What needs to be done |
Once the line containing "Where can the rocky outcrop" is located, give it again exactly, together with each line that follows it to the end of the entries, and add nothing else.

Data |
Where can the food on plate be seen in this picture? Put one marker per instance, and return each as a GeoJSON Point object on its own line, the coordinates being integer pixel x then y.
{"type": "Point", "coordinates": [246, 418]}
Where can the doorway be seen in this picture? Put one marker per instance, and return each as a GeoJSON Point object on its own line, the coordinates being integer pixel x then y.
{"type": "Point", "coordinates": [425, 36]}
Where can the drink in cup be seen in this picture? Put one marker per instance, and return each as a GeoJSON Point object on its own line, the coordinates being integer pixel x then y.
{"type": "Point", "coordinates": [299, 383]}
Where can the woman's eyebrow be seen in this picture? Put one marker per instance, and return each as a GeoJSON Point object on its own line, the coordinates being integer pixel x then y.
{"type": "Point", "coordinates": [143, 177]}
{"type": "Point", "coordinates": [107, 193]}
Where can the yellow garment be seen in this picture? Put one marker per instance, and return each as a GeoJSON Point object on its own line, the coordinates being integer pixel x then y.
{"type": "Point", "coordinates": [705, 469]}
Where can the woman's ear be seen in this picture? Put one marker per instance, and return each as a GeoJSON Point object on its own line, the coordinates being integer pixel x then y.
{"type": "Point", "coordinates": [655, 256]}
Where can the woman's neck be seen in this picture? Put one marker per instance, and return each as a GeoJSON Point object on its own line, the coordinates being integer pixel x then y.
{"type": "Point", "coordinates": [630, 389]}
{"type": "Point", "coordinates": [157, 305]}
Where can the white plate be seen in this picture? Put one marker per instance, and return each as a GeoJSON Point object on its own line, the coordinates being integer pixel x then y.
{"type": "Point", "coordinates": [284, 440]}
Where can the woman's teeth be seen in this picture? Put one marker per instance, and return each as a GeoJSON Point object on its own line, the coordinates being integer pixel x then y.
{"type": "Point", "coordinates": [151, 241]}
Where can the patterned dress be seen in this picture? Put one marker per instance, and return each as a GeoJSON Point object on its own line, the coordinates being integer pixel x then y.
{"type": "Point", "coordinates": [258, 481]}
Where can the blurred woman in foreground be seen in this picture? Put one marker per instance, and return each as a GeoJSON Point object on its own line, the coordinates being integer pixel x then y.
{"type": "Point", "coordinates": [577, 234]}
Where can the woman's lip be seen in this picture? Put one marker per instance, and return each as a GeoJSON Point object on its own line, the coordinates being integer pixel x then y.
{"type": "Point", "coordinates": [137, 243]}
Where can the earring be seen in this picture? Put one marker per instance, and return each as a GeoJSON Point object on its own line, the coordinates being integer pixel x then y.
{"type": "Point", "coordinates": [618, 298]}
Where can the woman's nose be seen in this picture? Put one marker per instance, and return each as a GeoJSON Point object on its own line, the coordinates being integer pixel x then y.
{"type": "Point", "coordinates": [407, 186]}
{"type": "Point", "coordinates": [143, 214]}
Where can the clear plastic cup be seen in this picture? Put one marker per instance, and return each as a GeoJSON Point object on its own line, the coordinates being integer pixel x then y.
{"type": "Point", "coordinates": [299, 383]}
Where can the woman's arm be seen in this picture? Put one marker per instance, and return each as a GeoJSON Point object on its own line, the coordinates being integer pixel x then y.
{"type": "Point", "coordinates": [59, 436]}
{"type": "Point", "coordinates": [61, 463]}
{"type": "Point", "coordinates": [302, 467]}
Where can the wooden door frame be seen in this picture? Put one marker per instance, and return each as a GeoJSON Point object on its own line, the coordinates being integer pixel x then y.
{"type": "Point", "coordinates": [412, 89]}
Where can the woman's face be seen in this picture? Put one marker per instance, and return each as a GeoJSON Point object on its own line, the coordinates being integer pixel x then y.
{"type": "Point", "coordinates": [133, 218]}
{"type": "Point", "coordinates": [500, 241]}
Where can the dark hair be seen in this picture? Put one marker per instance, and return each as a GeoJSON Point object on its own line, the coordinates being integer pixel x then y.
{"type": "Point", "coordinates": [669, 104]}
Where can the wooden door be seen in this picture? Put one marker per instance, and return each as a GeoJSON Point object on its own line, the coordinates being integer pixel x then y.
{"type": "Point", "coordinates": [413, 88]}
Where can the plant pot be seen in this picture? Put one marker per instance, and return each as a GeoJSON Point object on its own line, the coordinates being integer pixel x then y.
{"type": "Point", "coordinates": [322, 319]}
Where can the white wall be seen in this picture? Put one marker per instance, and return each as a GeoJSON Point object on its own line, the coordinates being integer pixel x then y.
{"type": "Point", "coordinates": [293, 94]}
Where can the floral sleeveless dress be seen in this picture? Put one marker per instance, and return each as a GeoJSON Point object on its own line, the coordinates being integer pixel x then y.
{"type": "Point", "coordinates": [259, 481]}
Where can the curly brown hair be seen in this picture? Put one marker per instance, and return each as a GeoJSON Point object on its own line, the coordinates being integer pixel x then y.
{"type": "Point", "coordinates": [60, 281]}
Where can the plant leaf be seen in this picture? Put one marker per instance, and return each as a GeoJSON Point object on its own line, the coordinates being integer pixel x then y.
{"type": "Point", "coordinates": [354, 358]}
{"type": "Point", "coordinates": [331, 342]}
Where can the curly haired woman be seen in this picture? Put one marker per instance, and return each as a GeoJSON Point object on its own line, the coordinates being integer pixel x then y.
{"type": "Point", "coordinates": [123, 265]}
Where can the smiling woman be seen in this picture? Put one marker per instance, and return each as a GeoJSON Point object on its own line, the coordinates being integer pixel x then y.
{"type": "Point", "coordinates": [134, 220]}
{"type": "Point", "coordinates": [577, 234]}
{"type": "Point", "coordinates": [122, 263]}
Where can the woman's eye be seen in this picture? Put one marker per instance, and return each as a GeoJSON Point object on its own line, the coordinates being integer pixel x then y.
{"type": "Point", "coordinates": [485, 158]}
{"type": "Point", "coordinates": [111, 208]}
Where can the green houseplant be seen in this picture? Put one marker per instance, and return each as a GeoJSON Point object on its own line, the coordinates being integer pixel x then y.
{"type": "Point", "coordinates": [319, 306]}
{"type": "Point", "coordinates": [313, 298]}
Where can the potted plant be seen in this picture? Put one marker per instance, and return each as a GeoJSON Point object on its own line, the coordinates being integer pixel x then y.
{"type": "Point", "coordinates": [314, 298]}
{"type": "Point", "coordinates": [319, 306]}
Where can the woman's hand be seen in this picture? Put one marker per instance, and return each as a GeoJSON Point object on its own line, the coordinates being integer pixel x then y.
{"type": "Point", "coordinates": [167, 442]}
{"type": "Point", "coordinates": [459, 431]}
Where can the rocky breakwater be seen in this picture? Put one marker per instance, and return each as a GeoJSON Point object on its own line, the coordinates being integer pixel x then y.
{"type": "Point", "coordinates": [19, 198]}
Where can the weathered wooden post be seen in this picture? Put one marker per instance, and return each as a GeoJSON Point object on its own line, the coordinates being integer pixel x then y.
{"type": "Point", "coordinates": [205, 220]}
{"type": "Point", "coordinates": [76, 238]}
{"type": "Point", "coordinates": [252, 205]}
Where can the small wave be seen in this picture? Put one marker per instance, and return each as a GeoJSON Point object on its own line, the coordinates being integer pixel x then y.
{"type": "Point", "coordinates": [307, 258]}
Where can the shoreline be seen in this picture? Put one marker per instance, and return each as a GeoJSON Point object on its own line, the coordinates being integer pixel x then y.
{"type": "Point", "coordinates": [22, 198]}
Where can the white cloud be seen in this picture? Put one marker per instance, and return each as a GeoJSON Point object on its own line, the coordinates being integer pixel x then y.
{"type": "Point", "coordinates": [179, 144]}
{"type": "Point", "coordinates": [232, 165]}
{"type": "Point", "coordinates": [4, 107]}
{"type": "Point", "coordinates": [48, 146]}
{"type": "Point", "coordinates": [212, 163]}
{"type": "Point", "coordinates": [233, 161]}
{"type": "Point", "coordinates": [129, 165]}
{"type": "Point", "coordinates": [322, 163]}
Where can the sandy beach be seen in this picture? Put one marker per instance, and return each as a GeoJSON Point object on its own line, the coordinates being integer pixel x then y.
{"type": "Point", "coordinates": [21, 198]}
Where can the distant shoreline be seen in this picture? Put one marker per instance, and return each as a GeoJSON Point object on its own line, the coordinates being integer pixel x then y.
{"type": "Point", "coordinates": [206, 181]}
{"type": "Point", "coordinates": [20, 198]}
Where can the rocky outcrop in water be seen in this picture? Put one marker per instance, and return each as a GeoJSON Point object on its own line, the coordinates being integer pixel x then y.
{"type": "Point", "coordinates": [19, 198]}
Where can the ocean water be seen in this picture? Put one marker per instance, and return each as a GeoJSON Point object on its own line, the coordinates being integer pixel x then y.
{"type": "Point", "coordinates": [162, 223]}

Solution |
Where can the rocky outcrop in water be seen in this picture? Put one marker per instance, and return each as a GeoJSON Point object on its own line, the coordinates being integer pixel x then y.
{"type": "Point", "coordinates": [19, 198]}
Where can the ocean water be seen in this picture? Put one marker per instance, and return each as a GeoJSON Point object on its own line, the coordinates being integer pixel x then y.
{"type": "Point", "coordinates": [162, 223]}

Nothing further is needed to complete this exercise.